┌─ ZITIERTER TEXT

# The Matrix 4: Erster Trailer zur langerwarteten Fortsetzung des Sci-Fi-Klassikers ist da!



## PCGH-Redaktion (11. September 2021)

Jetzt ist Ihre Meinung zu *The Matrix 4: Erster Trailer zur langerwarteten Fortsetzung des Sci-Fi-Klassikers ist da!* gefragt. 

Bitte beachten Sie: Der Kommentarbereich wird gemäß der  Forenregeln moderiert. Allgemeine Fragen und Kritik zu Online-Artikeln von PC Games Hardware sind im Feedback-Unterforum zu veröffentlichen und nicht im Kommentarthread zu einer News. Dort werden sie ohne Nachfragen entfernt.




			Dieser Inhalt steht nur eingeloggten Mitgliedern zur Verfügung.
        

 Zurück zum Artikel: *The Matrix 4: Erster Trailer zur langerwarteten Fortsetzung des Sci-Fi-Klassikers ist da!*


----------



## RyzA (11. September 2021)

Es gibt doch schon einen Thread: The Matrix 4: Interaktive Webseite sorgt für Vorfreude - Trailer wird heute gezeigt

Davon abgesehen gucke ich mir Trailer auf YouTube an. Und nicht in euren Player.
Hier ist er übrigens: 



__ Youtube
				- Eingebundener Inhalt
			


__
youtube.com/watch/?v=I7p4Yx0VT7Q

				
				An dieser Stelle findest du externe Inhalte von Youtube. Zum Schutz deiner persönlichen Daten werden externe Einbindungen erst angezeigt, wenn du dies durch Klick auf "Alle externen Inhalte laden" bestätigst:
			

Alle externen Inhalte laden

Ich bin damit einverstanden, dass mir externe Inhalte angezeigt werden. Damit werden personenbezogene Daten an Drittplattformen übermittelt. Für mehr Informationen besuche die Datenschutz-Seite.


----------



## Ryle (11. September 2021)

Wahrscheinlich wieder sämtliche Schlüsselszenen und die besten Special Effects im Trailer rausgehaun...
Ich weiß noch wie ich ohne irgendeinen Ahnung in den ersten Teil von Matrix gegangen bin und danach ziemlich geflasht war. Heutzutage können Studios leider nicht mehr teasern ohne dir den halben Film, manchmal sogar die gesamte Handlung zu zeigen und von Spoilern über sämtlich, mögliche Kanäle will ich gar nicht erst anfangen.

└─

AUFGABENZIEL – Auf welcher Plattform schaut sich RyzA laut dem Forumsthread zum Matrix-4-Trailer Trailer an? Stützen Sie sich ausschließlich auf den Forumsthread zum Matrix-4-Trailer.

┌─ GESPEICHERTE DATEN

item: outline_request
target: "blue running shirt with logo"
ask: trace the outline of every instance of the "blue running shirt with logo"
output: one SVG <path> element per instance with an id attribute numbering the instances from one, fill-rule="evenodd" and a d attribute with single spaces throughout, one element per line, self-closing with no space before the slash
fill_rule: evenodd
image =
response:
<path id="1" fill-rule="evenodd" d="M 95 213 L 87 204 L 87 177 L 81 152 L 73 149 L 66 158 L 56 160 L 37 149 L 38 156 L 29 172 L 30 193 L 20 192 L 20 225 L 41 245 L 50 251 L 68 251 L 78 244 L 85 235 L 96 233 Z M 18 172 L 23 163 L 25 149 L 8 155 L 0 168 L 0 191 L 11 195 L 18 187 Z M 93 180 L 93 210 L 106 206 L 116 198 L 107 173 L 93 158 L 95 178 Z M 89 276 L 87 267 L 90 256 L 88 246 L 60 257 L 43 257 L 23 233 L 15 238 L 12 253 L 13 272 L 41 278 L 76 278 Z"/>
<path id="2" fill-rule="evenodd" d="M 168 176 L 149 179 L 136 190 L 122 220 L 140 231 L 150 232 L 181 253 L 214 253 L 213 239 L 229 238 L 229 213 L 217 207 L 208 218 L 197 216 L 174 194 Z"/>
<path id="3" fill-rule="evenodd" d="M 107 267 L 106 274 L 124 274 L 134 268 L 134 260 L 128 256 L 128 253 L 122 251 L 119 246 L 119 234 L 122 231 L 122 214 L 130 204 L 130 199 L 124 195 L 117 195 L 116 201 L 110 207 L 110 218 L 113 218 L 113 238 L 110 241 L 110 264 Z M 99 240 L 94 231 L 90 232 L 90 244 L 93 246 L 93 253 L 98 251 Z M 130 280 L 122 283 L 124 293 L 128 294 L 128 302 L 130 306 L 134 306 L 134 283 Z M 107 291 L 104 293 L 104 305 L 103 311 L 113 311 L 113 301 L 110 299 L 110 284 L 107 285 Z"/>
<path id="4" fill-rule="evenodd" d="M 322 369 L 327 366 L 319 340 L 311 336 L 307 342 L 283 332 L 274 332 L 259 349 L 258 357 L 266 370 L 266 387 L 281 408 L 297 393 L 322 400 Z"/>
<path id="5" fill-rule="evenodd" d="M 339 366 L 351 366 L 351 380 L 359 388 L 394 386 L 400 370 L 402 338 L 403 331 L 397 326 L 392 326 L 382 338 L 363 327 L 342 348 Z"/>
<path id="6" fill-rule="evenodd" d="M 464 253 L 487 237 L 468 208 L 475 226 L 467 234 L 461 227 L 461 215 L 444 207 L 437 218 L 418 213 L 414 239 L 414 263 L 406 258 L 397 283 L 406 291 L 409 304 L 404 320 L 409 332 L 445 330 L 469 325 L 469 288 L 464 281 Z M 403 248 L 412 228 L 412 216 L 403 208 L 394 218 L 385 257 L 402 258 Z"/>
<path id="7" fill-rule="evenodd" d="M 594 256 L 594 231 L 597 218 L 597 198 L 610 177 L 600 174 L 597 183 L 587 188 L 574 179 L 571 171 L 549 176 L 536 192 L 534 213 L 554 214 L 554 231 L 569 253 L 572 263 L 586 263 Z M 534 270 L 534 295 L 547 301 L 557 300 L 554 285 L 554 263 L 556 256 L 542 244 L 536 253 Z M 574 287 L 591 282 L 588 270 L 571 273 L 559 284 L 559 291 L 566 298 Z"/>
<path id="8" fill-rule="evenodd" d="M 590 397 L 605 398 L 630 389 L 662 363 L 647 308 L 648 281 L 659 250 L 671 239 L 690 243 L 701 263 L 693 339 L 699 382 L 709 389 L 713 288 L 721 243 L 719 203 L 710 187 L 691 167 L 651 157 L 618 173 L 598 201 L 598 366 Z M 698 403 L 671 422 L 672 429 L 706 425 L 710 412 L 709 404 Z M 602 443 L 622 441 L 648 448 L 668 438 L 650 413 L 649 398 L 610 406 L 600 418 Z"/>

└─

MUSTERLÖSUNG – Auf YouTube.